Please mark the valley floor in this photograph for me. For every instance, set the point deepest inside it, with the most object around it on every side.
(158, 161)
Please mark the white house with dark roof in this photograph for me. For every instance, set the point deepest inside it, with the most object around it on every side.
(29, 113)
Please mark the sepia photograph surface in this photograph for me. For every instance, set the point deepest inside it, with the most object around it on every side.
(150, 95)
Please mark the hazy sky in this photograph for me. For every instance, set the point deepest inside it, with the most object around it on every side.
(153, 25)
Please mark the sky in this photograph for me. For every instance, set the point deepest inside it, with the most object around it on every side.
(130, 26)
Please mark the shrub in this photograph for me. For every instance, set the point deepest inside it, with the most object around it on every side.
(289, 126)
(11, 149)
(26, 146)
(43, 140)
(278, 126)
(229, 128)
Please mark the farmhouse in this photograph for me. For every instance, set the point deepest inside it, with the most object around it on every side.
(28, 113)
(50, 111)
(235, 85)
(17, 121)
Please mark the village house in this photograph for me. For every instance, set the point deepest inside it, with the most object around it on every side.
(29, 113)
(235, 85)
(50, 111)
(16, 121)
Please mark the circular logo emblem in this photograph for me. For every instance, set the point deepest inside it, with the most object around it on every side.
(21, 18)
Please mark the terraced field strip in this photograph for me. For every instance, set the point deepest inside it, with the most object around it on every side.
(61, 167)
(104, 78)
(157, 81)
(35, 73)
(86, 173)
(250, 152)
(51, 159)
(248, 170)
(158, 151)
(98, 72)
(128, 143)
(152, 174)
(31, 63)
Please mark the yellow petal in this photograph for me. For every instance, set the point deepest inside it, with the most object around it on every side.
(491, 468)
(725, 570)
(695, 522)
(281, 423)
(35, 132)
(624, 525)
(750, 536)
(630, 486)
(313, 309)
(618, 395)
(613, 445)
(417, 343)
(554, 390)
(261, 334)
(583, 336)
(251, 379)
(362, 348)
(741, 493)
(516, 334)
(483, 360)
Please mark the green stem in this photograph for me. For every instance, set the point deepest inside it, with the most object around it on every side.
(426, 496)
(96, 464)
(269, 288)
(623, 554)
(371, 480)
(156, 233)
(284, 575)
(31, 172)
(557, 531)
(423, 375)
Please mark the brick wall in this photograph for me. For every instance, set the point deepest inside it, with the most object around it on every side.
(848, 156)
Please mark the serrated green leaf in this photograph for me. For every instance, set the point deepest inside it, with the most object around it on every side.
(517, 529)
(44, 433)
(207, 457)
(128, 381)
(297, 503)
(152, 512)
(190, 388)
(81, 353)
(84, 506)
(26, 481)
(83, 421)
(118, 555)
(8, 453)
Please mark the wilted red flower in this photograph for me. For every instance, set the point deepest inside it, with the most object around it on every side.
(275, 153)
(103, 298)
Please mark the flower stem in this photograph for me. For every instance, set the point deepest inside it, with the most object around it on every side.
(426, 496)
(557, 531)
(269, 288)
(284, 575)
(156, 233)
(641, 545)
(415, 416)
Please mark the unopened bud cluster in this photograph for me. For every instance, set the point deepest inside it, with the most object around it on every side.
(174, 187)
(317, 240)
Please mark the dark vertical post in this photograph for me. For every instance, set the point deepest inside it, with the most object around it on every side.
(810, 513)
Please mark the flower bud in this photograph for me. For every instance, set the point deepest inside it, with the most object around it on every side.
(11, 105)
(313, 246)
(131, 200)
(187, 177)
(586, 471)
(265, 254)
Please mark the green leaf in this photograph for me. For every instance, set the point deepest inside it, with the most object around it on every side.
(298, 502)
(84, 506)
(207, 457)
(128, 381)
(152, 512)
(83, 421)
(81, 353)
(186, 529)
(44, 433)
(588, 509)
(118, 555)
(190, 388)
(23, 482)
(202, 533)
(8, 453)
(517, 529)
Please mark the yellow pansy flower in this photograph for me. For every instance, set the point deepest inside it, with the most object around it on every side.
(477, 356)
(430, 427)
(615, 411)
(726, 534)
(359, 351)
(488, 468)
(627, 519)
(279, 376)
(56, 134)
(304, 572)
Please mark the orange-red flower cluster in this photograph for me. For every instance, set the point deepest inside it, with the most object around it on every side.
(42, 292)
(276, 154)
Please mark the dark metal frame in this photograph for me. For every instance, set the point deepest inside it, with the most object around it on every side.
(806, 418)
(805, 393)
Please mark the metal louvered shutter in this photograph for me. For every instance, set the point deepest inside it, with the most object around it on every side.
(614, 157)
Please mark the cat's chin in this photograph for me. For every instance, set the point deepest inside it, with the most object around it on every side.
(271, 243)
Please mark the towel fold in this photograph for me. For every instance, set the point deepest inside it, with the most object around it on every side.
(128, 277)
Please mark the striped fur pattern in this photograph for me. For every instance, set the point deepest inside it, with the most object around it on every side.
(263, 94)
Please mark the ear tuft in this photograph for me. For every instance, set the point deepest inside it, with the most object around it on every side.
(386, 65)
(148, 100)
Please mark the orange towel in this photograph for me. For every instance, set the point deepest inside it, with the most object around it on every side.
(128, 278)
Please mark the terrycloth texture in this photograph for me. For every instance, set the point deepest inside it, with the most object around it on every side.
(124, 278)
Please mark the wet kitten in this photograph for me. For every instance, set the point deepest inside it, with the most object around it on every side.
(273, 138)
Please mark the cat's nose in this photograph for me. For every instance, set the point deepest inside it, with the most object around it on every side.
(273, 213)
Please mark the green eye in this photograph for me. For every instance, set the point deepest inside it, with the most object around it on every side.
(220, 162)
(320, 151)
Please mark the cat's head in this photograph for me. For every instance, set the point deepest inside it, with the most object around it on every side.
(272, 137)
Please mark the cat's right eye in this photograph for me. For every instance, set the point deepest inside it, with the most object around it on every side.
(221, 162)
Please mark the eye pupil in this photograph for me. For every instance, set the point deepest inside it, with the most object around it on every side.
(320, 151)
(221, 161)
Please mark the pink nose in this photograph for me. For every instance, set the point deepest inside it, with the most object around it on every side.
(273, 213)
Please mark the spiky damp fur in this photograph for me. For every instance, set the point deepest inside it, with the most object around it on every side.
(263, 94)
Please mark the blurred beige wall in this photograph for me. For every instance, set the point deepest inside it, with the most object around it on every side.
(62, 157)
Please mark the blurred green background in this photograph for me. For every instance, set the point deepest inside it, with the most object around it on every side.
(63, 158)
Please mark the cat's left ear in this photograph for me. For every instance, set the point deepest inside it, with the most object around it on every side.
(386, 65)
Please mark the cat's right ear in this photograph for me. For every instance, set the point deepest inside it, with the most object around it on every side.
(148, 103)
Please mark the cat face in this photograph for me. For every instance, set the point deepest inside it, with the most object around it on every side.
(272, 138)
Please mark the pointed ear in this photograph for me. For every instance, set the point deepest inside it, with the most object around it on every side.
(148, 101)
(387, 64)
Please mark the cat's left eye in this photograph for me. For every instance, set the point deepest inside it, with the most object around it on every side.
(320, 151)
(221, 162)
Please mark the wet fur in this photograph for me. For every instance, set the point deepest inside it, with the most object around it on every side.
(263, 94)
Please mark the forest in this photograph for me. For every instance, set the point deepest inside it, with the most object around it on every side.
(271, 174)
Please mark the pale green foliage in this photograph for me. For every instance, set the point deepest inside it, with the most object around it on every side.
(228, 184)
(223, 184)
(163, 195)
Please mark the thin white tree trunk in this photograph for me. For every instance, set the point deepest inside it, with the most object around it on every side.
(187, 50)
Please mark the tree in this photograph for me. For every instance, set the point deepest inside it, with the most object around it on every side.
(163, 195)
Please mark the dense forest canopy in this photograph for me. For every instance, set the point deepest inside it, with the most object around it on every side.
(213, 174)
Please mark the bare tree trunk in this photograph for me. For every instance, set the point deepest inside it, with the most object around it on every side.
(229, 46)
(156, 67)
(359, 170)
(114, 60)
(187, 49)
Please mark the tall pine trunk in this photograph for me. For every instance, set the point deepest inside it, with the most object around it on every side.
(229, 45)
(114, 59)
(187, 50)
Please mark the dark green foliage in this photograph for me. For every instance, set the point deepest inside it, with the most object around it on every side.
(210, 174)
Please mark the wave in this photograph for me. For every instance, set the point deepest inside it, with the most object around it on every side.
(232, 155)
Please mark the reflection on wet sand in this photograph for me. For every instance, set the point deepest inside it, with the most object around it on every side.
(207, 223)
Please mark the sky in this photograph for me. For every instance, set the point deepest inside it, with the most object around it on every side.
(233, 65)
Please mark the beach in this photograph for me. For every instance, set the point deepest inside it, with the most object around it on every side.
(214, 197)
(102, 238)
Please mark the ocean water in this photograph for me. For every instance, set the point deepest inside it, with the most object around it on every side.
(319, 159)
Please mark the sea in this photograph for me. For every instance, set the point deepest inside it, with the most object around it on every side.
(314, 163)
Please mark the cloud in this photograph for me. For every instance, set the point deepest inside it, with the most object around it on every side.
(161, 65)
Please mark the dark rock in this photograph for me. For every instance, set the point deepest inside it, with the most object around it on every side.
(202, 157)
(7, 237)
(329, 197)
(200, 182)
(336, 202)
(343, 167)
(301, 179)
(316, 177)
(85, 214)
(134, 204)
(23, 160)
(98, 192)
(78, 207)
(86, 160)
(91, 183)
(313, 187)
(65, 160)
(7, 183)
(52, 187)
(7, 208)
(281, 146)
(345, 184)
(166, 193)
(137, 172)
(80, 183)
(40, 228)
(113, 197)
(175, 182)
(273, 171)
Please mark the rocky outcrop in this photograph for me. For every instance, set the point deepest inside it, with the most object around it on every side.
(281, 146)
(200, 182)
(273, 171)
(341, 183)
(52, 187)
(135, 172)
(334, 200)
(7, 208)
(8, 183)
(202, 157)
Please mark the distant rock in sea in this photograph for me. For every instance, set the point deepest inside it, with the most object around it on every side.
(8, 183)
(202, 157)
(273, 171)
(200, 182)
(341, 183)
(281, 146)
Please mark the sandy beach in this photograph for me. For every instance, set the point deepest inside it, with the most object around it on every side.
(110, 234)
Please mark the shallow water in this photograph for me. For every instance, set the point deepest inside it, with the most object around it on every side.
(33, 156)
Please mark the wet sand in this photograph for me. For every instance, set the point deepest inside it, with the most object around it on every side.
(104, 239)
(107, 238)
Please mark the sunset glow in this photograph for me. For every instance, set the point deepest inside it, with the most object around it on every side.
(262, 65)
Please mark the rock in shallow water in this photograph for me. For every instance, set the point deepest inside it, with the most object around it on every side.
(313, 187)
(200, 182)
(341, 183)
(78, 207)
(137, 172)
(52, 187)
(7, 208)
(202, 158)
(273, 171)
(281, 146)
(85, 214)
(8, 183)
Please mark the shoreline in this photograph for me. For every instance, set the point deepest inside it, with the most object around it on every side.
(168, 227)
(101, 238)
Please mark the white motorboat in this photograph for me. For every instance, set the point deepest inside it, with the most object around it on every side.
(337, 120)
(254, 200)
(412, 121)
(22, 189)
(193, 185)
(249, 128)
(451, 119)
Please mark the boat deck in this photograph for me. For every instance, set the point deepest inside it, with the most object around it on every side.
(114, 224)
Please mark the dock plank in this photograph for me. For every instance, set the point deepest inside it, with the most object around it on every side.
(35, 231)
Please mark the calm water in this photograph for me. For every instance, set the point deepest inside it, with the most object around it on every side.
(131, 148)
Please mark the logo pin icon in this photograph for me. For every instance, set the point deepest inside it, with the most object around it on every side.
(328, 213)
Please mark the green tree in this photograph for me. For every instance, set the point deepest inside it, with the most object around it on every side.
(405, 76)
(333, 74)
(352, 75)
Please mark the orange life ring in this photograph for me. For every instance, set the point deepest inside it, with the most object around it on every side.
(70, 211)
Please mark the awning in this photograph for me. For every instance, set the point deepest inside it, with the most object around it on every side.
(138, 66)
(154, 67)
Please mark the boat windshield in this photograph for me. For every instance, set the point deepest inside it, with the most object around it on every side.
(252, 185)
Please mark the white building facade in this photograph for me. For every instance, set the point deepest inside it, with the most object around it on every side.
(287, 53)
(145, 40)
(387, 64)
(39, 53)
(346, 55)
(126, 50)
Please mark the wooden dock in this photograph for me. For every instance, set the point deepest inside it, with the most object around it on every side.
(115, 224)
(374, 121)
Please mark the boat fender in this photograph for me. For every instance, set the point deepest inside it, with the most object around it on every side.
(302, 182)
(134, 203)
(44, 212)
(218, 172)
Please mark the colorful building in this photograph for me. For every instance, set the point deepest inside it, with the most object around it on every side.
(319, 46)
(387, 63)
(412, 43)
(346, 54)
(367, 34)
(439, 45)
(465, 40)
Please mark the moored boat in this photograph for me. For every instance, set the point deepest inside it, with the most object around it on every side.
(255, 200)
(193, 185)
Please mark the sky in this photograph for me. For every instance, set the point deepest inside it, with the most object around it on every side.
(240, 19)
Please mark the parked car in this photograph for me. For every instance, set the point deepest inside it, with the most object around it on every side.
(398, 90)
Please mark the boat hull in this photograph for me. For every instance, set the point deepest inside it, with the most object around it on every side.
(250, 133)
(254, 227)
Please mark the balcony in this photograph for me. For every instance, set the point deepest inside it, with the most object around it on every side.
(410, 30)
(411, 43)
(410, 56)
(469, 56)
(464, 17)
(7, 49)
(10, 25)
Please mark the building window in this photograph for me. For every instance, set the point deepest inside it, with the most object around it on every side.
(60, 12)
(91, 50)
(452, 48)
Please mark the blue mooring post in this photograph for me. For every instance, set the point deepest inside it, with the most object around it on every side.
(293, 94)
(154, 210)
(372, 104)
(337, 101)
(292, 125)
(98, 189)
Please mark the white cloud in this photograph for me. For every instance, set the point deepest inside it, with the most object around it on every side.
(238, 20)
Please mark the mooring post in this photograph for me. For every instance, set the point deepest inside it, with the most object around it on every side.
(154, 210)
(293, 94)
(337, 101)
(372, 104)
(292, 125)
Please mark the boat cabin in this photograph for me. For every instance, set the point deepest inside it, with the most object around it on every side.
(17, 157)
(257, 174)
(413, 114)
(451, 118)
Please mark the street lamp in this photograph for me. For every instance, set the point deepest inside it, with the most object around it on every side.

- - - - - - -

> WHAT THIS TASK INVOLVES: Reproduce only the lines running from the one with "Please mark the boat hull" through the final line of the listing above, both ends included.

> EXERCISE RESPONSE:
Please mark the boat hull in this photograph for me. For every instance, set the point deepest inside it, with the most object around it on every side.
(250, 133)
(254, 227)
Please mark the balcony in this photograph for me. For every instance, set the point deepest inside it, with the most object around it on every side.
(410, 30)
(411, 43)
(410, 56)
(469, 56)
(464, 17)
(7, 49)
(10, 25)
Please mark the building window in this photograph for me. For every instance, set the point deepest inside it, with the most object around it on every side.
(60, 12)
(91, 50)
(452, 48)
Please mark the blue mooring post in this photograph for me. For every instance, set the point deepest inside it, with the most object around it on every side.
(293, 94)
(154, 210)
(372, 104)
(337, 101)
(292, 125)
(98, 189)
Please mark the white cloud in this photograph for me. For every instance, set the point deepest inside it, with the most object around it on every side.
(238, 20)
Please mark the mooring post in this photograph for me. For every instance, set the point deepest inside it, with the most object around it on every side.
(154, 210)
(293, 94)
(337, 101)
(372, 104)
(292, 125)
Please mark the boat cabin in this photograph for me. For every instance, set the point deepest inside it, with the most object around it on every side.
(17, 157)
(257, 174)
(413, 114)
(451, 118)
Please mark the street lamp in this photograph for me. For every instance, set the point deepest inside it, with the most object around it on every side.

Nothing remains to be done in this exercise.